§ **What needs to be done**: Copy out every line in the records that contains the word "tent".

§ **Entries shown**:
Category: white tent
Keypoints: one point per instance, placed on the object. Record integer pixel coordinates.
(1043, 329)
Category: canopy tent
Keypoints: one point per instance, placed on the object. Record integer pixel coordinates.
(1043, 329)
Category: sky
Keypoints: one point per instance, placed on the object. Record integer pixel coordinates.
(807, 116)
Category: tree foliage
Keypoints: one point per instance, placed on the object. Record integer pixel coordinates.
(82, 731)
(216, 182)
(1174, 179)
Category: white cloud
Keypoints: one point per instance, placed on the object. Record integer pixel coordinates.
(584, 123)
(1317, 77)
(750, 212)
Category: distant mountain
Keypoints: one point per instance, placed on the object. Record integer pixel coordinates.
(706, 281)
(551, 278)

==

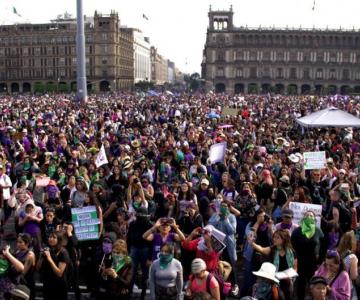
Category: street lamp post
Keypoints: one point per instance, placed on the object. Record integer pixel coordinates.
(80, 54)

--

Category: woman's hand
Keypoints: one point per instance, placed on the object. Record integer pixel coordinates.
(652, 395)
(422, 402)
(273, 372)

§ **Solution below**:
Category: white tent
Category: canopy tent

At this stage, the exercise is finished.